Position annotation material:
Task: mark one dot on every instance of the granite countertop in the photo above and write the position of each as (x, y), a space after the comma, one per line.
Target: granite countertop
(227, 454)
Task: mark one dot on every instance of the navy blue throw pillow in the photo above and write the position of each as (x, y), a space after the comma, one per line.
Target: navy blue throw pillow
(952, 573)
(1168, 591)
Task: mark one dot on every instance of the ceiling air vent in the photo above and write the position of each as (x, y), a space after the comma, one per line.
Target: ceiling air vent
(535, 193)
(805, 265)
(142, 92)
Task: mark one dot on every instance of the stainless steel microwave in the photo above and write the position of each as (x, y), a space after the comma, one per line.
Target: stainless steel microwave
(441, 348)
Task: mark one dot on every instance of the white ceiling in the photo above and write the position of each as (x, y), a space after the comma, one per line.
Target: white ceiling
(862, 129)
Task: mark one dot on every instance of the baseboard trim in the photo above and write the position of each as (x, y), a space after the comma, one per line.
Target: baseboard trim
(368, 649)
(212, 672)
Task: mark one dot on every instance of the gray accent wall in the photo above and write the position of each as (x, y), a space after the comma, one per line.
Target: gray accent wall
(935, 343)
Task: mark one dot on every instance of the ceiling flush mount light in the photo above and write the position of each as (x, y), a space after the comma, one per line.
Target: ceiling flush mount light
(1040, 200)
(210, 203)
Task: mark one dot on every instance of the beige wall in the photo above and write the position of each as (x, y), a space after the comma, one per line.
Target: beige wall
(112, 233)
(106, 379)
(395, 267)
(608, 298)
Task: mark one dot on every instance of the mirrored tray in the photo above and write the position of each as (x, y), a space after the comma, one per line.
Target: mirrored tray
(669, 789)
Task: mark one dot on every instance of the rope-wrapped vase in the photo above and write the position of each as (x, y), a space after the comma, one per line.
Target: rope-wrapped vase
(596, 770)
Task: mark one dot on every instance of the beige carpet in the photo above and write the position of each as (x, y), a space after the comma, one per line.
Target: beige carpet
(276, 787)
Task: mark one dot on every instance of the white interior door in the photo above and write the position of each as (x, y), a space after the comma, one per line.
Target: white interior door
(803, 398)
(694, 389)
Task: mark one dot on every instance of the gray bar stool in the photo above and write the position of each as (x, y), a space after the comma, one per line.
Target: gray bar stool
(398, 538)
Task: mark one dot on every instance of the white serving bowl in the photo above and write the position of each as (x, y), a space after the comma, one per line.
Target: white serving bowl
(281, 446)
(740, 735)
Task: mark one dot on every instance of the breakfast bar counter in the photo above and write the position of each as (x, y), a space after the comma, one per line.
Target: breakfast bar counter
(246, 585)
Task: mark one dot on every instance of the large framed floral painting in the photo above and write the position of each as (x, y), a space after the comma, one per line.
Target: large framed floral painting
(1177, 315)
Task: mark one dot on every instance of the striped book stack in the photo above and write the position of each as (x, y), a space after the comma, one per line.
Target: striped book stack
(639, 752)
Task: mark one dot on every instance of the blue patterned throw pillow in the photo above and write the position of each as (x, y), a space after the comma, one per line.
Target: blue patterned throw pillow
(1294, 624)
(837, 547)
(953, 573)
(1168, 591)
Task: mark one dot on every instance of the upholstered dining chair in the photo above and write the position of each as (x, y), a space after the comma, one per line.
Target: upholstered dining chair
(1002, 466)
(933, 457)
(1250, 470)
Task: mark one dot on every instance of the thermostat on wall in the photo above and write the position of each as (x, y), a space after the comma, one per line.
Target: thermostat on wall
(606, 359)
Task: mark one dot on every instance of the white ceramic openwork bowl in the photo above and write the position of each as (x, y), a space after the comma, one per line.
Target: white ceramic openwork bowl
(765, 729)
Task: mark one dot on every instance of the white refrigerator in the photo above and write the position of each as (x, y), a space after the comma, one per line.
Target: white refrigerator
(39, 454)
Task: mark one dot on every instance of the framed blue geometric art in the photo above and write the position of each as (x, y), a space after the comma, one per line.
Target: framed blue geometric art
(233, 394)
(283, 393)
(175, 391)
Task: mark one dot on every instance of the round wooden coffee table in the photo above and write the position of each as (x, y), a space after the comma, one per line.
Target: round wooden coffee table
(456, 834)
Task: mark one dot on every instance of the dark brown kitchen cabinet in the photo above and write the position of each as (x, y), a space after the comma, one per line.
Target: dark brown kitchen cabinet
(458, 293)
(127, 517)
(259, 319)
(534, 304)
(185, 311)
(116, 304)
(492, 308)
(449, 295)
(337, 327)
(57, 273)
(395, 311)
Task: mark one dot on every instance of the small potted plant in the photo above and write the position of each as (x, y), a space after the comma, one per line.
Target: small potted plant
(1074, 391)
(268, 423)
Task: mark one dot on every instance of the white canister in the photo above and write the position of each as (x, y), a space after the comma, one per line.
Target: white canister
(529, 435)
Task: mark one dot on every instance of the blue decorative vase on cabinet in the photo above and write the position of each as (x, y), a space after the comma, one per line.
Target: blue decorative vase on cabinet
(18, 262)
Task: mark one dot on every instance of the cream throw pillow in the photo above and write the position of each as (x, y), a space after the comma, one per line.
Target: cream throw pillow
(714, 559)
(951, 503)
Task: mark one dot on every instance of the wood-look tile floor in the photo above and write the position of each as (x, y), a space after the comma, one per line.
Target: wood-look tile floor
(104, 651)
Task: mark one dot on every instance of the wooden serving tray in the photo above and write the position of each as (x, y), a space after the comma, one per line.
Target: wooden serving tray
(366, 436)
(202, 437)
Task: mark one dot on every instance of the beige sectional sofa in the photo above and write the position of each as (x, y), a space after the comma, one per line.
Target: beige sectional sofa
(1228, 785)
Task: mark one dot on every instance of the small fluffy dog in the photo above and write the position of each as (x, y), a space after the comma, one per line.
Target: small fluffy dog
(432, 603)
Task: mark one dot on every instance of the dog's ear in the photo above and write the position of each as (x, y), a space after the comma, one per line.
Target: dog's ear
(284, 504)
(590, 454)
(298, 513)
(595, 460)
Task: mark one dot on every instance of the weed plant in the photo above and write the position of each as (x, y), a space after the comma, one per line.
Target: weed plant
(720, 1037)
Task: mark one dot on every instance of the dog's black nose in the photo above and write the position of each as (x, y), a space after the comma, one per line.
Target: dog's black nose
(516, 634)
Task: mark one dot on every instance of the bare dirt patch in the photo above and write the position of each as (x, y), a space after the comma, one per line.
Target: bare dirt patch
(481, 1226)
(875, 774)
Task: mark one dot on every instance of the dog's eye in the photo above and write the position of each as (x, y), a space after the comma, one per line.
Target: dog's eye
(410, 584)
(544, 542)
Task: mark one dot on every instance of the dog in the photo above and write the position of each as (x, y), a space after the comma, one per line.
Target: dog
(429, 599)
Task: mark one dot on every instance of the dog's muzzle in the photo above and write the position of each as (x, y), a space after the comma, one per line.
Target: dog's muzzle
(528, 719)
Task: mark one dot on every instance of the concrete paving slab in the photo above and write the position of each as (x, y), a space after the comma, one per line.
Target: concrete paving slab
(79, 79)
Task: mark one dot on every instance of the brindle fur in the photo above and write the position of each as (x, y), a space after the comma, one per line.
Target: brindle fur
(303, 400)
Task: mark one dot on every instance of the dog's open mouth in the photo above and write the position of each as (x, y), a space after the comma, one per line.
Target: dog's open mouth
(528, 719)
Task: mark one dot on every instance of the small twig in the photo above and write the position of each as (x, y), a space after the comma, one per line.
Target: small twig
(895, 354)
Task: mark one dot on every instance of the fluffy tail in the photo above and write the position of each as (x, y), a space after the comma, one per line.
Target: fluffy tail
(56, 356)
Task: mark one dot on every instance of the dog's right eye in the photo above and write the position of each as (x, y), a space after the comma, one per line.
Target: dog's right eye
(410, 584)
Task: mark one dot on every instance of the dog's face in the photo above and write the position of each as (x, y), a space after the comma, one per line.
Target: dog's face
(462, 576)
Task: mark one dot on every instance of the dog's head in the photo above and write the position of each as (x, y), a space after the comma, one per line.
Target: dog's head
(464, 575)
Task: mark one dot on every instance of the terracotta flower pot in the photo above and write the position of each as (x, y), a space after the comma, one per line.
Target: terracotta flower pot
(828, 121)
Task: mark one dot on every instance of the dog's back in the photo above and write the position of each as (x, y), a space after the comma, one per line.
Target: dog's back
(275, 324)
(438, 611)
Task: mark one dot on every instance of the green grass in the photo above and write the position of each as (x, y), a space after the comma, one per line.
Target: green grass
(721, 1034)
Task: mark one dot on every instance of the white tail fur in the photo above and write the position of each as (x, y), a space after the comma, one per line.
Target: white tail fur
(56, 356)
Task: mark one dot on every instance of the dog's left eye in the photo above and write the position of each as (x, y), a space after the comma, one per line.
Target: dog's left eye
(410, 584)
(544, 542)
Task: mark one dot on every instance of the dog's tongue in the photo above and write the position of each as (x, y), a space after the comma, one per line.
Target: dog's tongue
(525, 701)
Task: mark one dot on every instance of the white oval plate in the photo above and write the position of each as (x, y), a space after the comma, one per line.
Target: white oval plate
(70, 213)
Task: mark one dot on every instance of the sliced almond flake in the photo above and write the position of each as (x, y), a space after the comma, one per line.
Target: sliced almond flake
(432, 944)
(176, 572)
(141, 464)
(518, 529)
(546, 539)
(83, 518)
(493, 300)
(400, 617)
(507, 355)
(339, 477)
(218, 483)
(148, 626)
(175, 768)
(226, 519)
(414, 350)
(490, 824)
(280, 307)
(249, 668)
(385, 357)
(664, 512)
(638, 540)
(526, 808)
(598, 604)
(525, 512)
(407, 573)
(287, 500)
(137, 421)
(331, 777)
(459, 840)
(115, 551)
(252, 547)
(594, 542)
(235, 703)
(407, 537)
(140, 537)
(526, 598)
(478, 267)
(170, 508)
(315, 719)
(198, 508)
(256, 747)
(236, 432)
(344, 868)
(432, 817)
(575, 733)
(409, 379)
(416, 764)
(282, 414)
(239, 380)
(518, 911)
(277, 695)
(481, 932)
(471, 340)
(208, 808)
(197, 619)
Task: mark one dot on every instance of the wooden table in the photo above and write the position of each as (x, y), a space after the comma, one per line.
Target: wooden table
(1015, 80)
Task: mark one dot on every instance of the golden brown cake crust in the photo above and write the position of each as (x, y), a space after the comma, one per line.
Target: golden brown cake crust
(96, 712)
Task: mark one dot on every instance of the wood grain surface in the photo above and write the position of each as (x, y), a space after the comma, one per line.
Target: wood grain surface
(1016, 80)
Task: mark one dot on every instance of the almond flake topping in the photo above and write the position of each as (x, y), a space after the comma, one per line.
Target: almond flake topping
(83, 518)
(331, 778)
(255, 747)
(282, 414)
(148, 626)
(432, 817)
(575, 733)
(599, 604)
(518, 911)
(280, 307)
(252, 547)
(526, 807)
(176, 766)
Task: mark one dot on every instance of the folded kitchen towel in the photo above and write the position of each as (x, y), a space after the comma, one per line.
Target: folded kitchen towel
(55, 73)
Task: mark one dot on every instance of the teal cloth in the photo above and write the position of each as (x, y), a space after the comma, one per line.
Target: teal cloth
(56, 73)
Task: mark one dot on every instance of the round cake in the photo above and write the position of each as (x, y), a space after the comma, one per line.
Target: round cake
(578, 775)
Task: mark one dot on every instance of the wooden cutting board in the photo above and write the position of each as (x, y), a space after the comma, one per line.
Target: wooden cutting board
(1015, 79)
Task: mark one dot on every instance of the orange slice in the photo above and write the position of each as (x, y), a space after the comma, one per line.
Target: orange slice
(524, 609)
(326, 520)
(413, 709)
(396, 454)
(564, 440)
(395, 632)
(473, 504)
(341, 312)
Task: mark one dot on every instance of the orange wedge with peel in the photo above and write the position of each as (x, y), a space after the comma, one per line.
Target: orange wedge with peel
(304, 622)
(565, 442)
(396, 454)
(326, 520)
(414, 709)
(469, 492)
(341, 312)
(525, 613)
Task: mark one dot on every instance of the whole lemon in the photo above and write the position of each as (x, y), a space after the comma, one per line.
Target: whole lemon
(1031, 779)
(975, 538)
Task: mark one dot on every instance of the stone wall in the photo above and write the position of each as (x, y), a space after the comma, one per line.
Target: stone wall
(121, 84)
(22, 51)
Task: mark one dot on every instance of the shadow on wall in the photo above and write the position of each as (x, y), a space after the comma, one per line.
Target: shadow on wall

● **To do**
Copy the material above word for word, beginning at the line that contains "Task: mark one dot on every instance of the shadow" and continuing through the end of the material.

● **Solved exercise**
Task: mark one dot on every instance of the shadow on wall in the photo above and write the position of each as (x, y), a space after the comma, one per line.
Target: shadow on wall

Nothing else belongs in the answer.